_How to complete this task_.
One number should be the full reply: how many lines of the material below contain "pink".

_Material supplied_.

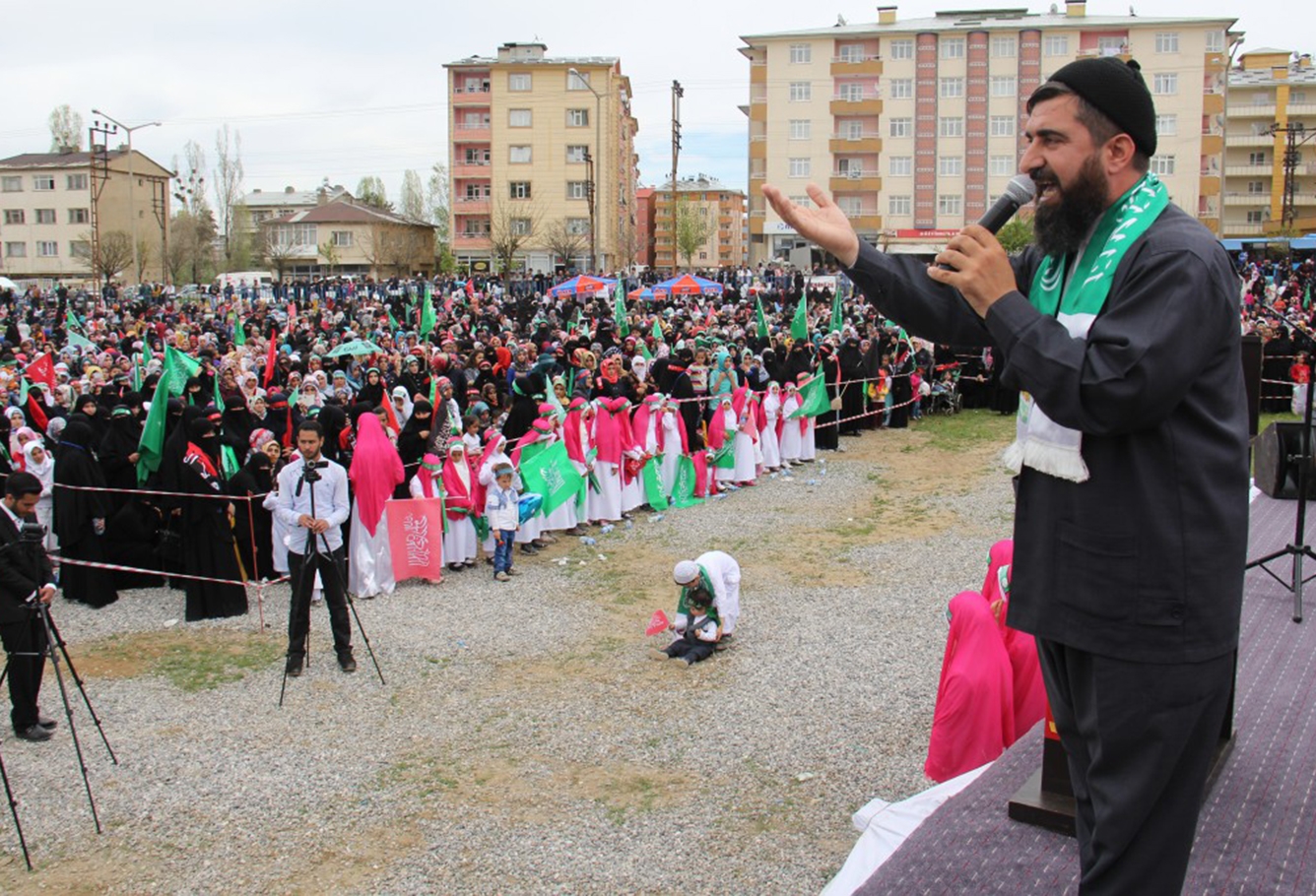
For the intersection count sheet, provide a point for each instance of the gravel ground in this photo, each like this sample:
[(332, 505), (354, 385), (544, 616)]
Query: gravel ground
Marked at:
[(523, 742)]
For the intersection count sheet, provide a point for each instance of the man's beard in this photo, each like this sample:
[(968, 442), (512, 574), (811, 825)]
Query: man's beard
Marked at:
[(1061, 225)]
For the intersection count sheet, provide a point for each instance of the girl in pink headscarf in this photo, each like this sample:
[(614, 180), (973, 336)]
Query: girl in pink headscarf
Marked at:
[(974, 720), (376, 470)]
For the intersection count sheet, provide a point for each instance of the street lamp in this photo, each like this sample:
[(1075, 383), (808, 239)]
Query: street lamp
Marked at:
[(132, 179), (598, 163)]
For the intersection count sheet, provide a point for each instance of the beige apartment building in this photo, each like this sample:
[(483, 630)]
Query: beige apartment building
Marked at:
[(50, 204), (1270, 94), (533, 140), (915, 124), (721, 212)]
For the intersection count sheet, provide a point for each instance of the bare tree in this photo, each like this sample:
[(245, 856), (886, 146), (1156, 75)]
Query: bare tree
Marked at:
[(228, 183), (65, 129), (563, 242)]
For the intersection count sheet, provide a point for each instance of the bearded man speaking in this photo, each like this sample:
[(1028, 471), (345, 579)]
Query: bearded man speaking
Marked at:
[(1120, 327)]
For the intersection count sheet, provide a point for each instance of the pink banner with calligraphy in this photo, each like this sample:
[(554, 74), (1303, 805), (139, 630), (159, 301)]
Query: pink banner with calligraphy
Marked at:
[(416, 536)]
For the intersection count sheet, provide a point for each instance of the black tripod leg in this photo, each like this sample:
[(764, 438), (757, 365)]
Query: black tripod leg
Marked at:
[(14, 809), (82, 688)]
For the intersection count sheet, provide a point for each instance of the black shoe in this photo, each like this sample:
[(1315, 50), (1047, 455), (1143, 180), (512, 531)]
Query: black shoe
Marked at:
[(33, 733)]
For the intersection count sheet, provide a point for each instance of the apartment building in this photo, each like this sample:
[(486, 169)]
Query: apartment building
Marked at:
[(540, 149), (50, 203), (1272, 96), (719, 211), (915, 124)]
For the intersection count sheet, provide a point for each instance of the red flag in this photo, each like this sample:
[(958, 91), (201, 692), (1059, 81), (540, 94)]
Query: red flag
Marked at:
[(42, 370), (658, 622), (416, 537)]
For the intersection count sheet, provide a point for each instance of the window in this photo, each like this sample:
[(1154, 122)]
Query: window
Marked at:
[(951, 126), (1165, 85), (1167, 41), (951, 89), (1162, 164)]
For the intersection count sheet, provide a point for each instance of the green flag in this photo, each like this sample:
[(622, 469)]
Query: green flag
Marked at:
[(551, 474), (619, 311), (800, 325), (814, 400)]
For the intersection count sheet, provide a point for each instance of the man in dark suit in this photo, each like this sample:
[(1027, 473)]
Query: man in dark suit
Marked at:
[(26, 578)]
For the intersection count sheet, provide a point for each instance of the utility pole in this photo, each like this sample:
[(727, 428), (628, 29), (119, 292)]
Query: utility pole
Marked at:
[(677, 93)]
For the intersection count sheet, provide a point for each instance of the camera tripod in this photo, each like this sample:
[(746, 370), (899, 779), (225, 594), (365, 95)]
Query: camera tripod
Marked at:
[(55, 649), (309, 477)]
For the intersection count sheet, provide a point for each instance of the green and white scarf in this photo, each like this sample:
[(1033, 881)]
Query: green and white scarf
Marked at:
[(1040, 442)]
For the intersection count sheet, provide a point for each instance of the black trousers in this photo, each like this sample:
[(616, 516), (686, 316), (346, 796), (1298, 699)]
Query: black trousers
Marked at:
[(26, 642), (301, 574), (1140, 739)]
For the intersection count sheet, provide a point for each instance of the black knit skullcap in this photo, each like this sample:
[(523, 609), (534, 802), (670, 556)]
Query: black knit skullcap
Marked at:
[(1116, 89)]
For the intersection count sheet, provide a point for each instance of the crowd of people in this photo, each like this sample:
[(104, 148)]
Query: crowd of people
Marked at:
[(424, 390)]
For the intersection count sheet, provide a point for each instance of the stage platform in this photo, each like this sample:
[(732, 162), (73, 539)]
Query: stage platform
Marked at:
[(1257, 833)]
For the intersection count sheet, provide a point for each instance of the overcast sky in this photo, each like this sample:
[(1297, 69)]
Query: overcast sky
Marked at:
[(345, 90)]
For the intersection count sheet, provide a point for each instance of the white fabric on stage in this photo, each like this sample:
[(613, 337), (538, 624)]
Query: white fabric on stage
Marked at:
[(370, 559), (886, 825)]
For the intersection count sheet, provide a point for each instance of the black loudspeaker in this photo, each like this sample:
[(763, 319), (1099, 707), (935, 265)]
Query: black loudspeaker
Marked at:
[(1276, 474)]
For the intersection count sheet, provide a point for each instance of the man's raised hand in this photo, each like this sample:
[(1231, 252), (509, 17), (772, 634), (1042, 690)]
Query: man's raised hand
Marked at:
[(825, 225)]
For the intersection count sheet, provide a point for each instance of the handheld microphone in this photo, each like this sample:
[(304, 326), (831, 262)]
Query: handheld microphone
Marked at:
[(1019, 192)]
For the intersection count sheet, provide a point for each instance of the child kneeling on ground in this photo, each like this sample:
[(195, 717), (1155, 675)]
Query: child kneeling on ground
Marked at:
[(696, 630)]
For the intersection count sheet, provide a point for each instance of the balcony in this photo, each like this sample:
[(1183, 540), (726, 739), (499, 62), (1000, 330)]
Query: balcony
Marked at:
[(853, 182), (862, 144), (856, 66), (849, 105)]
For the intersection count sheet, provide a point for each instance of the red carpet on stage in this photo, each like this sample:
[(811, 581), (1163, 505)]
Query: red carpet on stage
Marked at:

_Answer box_.
4